- TASK TO COMPLETE: Locate every line in the data below that contains the string "hand" and copy each of those lines out. The match is case-sensitive.
------ DATA TO PROCESS
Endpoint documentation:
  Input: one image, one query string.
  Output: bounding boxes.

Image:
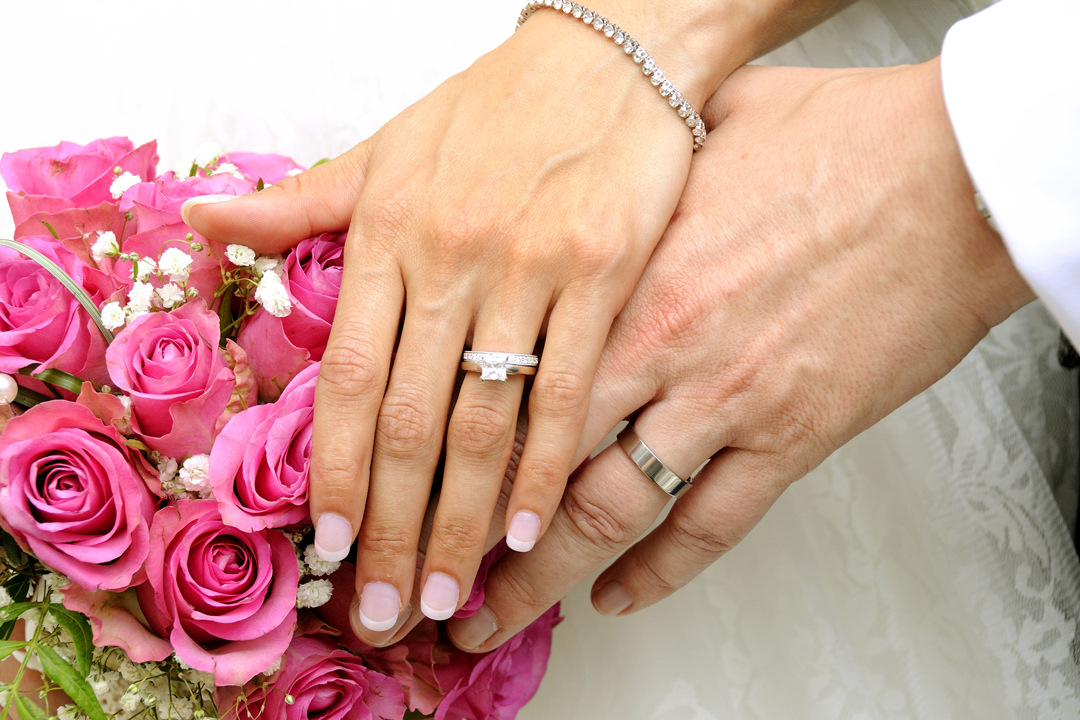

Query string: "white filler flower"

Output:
[296,580,334,608]
[225,245,255,268]
[126,282,153,320]
[158,247,191,283]
[303,545,341,575]
[255,272,293,317]
[109,173,143,200]
[102,302,127,331]
[179,454,210,492]
[90,230,120,262]
[158,283,187,310]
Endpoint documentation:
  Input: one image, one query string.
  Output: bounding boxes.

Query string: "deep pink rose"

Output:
[421,604,563,720]
[106,300,255,459]
[210,365,319,530]
[0,397,157,590]
[136,500,300,685]
[0,237,110,384]
[221,152,303,185]
[0,137,158,226]
[215,635,405,720]
[237,234,345,400]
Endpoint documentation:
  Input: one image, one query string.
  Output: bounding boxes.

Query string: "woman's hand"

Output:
[185,0,724,631]
[449,62,1032,651]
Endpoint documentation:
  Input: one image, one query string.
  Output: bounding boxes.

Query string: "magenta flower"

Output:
[0,137,158,226]
[136,500,300,685]
[106,300,255,459]
[0,393,157,590]
[215,636,405,720]
[210,365,319,530]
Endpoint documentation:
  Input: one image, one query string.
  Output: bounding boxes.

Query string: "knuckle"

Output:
[529,367,589,418]
[672,515,738,560]
[432,517,487,559]
[563,483,637,555]
[521,457,569,497]
[375,391,436,457]
[446,404,514,458]
[360,522,417,560]
[356,189,413,237]
[319,336,386,395]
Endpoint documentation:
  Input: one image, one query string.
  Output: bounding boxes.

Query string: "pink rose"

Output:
[237,234,345,400]
[409,604,563,720]
[106,300,255,459]
[136,500,300,685]
[222,152,303,185]
[0,237,110,384]
[0,137,158,226]
[215,635,405,720]
[0,395,157,590]
[210,365,319,530]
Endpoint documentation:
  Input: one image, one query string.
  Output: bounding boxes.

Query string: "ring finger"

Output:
[420,288,550,620]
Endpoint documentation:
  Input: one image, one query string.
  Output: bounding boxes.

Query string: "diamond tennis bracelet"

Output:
[515,0,705,152]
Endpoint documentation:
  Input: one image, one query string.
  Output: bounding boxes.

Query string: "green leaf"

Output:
[38,646,108,720]
[0,602,38,621]
[0,640,26,660]
[49,604,94,677]
[14,692,45,720]
[18,366,85,395]
[0,240,112,342]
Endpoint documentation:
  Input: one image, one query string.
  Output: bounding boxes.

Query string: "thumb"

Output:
[180,134,378,253]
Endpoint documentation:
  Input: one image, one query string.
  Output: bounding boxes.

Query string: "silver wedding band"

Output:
[618,424,693,498]
[461,350,540,382]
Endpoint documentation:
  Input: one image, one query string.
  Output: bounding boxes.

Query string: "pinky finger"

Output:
[592,448,788,615]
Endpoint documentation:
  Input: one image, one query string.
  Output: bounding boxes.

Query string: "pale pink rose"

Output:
[210,365,319,530]
[237,233,345,400]
[215,635,405,720]
[0,391,157,590]
[136,500,299,685]
[409,604,563,720]
[0,237,114,384]
[221,152,303,185]
[106,300,254,459]
[0,137,158,226]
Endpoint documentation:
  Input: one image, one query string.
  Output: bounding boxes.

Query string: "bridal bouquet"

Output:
[0,137,559,720]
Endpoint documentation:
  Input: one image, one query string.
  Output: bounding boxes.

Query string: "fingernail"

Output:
[352,604,413,648]
[180,195,240,225]
[359,583,402,633]
[315,513,353,562]
[593,581,634,615]
[447,604,499,650]
[507,511,540,553]
[420,572,460,620]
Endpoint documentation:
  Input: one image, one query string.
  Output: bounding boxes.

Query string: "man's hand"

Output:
[442,62,1032,651]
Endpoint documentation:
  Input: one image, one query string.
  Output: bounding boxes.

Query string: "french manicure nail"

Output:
[507,511,540,553]
[593,581,634,615]
[315,513,353,562]
[448,604,499,650]
[180,195,240,225]
[357,583,402,633]
[420,572,460,620]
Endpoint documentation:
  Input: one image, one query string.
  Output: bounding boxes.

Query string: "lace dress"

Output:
[0,0,1080,720]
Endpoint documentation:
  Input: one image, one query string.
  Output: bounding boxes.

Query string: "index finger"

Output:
[447,445,671,652]
[309,234,405,561]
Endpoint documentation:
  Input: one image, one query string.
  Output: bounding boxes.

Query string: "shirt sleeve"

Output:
[941,0,1080,343]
------------
- CORRECT ANSWER:
Query string: "woman's hand"
Query string: "man's hand"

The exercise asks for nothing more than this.